WHAT THE EXERCISE ASKS » Continue the article on the switch to ICD-10 medical codes, picking up after its final sentence.

*** Opening of PROVIDED PASSAGE ***

The medical code overkill is now here. After a four-year delay, the US health care system has crossed over to an updated medical diagnosis coding system endorsed by the World Health Organization (WHO), formally known as the tenth edition of the International Classification of Diseases, or ICD-10.

The ICD is the most widely used index of medical diseases and injuries, dating back to the late 1890’s. For over 30 years, public and private third-party payers in the US have used the ICD-9 — the 9th edition — to calculate reimbursements to medical providers.

Under the new version, doctors can now classify ailments using an extensive list of more than 70,000 codes — up from 14,000 under ICD-9. Seems a bit excessive.

The rationale behind the exponential increase is that more codes are intended to help clinical researchers better track disease patterns and health outcomes. Moreover, providers can now submit more accurate claims based on more specific diagnoses and be paid accordingly. For example, instead of a provider adding a modifier as to which patient’s digit or appendage has suffered an injury, there are now specific codes that include laterality.

And now that a physician can get very specific, coding can get weird. Real weird. For anyone who happens to have the latest ICD book lying around, check out chapter 20. In those 70 pages, you’ll come across a plethora of trauma codes that make one wonder how often some of these accidents occur. Stephen Hayes of the Weekly Standard decided to investigate:

Some codes appear to be anticipatory rather than descriptive. Has anyone in the history of mankind ever attacked another human with frog venom? Or sought contact with the same for the purposes of intentional self-harm? Probably not — and not just because frogs don’t produce venom.

*** Close of PROVIDED PASSAGE ***
*** Opening of LISTED ENTRIES ***

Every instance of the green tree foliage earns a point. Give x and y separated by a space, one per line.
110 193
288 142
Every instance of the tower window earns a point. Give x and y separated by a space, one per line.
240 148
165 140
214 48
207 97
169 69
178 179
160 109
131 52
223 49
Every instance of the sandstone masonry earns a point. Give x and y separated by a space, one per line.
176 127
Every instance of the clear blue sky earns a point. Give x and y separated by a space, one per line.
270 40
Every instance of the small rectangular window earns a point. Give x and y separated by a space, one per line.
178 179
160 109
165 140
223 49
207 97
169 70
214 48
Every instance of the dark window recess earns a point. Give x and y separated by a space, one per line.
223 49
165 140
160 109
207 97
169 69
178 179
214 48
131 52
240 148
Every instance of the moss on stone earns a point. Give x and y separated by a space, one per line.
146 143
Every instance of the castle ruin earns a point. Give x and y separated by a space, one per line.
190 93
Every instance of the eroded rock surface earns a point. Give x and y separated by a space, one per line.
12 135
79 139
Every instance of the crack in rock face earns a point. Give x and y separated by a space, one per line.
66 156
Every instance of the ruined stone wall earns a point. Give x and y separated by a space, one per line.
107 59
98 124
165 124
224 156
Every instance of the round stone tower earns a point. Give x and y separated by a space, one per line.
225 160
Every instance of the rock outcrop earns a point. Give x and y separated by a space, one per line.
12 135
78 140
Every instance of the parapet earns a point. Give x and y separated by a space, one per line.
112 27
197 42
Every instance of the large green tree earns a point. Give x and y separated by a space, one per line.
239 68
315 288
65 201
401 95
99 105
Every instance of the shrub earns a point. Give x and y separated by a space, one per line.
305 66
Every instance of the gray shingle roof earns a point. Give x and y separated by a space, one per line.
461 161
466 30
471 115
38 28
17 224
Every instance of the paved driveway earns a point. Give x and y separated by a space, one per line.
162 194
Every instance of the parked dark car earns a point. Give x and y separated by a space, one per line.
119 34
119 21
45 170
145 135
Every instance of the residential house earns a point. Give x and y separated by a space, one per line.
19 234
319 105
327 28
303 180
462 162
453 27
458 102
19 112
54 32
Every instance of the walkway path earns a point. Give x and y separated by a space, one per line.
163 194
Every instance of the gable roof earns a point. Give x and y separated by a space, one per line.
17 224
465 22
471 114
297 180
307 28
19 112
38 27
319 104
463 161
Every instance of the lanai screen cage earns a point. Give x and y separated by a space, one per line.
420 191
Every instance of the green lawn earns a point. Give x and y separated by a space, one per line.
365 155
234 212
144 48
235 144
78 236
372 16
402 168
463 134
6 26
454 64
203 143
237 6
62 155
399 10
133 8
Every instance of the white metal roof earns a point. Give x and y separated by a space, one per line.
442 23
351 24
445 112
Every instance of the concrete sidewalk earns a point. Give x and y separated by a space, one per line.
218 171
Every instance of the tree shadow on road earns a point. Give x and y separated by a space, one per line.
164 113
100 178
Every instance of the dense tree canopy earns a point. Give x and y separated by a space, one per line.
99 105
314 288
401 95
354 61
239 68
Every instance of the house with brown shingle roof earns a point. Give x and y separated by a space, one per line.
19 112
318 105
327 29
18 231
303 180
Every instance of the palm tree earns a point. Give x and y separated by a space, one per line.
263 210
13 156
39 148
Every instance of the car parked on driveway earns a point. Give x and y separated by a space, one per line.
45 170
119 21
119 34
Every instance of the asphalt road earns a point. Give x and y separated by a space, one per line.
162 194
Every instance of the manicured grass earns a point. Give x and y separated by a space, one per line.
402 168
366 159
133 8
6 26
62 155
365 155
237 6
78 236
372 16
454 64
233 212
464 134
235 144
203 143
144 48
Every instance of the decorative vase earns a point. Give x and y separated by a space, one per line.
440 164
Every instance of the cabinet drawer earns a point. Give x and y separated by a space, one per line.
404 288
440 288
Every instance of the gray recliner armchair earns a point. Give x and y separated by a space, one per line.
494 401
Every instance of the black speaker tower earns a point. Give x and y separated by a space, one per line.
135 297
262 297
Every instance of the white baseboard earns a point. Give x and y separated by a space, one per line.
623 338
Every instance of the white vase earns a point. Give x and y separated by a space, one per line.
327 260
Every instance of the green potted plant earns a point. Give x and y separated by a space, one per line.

*** Close of LISTED ENTRIES ***

ANSWER SECTION »
But code T63813A is “toxic effect of contact with venomous frog, assault, initial encounter.” I asked Dr. Kyle Summers, one of the world’s leading experts on poisonous frogs, about this. He told me that frogs do not produce “venom,” and therefore, while some are poisonous, none are “venomous.” Summers further explained that while members of the Embera tribe of western Colombia have used batrachotoxin from the skin of frogs in the genus Phyllobates on the tips of blow-darts to kill monkeys, he did not know of any incidents in which the darts have been used on human enemies and had “not heard of anyone intentionally hurting themselves by contact with a poison frog. But,” he added, “I have not researched the issue.” Other codes describe occurrences that would seem unlikely to result in any kind of injury at all, such as code W20XXA, “contact with non-venomous frogs.”